Word for word, restate all of the entries.

### Available data

[Start of Attachment]

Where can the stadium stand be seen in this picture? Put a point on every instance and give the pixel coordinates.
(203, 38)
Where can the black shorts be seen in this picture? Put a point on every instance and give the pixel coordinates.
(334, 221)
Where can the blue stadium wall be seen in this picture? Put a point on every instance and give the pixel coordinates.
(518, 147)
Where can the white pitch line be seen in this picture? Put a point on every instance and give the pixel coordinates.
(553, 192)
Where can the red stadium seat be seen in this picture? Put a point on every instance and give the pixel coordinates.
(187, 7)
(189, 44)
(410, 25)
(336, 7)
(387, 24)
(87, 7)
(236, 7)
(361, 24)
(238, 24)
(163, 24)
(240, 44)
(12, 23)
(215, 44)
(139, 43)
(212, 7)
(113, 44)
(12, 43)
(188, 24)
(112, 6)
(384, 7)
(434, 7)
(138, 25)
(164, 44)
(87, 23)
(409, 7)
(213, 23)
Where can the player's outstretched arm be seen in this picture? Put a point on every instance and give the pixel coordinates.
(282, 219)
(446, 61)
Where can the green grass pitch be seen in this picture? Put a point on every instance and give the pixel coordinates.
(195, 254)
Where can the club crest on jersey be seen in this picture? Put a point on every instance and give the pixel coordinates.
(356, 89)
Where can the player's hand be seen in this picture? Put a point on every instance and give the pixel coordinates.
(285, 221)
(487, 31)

[End of Attachment]

### Result of the task
Where can the stadium stand be seen in this picture? Put a point on every instance and give the pixel coordinates.
(203, 38)
Where can the black shorts be seen in this picture? Put a point on every instance and give the pixel coordinates.
(334, 221)
Where can the blue stadium wall be seen in this picture? Put a point on every instance and give the pixel coordinates.
(518, 147)
Where can the white pitch line be seen in this picture? Put a point on every instance and give the pixel coordinates.
(553, 192)
Where can the red stadium seat be seen in this picture? Put a point on every instance and give the pixel coordinates.
(187, 7)
(189, 44)
(410, 25)
(336, 7)
(387, 24)
(87, 7)
(236, 7)
(361, 24)
(238, 24)
(163, 24)
(240, 44)
(12, 23)
(215, 44)
(139, 43)
(212, 7)
(113, 44)
(12, 43)
(188, 24)
(112, 6)
(384, 7)
(434, 7)
(138, 25)
(164, 44)
(87, 23)
(409, 7)
(213, 23)
Where can the player's outstretched arm be seen in this picture? Put a point on every instance and give the pixel coordinates.
(282, 219)
(446, 61)
Where can the green grass pitch be seen in this picture? Put a point on every instance and give the pixel coordinates.
(195, 254)
Where can the club crest on jersey be seen in this picture? Put a point on every instance and give the pixel coordinates.
(356, 89)
Where can the player's hand be seen in this picture? Put a point on every instance and give the pixel coordinates.
(285, 221)
(487, 31)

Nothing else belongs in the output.